§ **Problem to solve**: Reproduce the items from the line containing "is: grassy plain" through the line containing "[0,169,562,213]", replacing "mountain range" with "mountain ridge" and changing nothing else.

§ **Input for this task**:
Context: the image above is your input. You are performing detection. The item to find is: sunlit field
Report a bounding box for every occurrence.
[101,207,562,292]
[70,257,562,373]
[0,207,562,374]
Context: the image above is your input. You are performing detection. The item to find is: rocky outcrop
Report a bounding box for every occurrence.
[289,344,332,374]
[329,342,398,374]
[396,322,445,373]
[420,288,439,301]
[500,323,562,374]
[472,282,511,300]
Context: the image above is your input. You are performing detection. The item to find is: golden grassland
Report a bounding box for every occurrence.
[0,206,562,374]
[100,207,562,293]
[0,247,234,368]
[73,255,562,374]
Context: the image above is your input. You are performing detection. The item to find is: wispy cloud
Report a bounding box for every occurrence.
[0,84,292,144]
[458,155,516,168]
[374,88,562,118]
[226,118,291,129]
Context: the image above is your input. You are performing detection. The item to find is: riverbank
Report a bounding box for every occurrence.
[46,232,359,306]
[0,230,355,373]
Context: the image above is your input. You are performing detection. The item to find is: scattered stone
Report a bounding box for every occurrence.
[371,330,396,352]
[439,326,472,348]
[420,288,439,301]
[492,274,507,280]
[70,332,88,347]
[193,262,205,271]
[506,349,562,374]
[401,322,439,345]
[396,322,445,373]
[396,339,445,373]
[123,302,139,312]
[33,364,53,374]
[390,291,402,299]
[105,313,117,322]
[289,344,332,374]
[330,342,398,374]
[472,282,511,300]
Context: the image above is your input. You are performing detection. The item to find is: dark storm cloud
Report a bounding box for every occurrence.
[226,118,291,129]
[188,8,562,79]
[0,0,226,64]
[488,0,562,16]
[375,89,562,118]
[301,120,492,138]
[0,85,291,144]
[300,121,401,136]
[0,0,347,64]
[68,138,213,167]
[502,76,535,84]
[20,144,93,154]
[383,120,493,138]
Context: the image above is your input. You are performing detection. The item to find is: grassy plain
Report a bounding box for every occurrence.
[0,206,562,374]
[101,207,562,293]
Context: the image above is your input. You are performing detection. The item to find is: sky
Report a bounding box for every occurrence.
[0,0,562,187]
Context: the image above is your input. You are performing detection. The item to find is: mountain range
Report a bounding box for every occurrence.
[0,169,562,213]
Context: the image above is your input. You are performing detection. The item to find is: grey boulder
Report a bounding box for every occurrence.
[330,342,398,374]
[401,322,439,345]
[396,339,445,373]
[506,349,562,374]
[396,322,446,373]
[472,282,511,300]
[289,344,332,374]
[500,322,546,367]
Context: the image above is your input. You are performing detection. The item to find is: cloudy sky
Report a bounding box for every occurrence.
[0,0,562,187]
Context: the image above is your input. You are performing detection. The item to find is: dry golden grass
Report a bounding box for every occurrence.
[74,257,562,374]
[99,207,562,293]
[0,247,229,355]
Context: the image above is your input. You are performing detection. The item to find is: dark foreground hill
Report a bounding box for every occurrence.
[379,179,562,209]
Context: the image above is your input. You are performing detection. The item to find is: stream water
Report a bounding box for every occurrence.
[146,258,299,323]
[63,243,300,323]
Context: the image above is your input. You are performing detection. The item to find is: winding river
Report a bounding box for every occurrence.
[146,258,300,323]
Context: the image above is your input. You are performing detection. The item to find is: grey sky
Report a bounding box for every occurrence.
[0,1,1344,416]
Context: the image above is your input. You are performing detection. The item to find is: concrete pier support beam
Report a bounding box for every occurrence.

§ **Answer in full**:
Context: the image above is your input. You are performing detection. The item to find is: grassy plain
Report a bounding box for every occurrence.
[0,206,562,374]
[101,207,562,293]
Context: the image above is your input. You are performing detection. The item to find is: sky
Report a bounding box for every occurrence.
[0,0,562,187]
Context: the image above is your input. You are performing detection. The item to find is: mountain ridge
Report a bounding box for every occurrence.
[0,169,562,213]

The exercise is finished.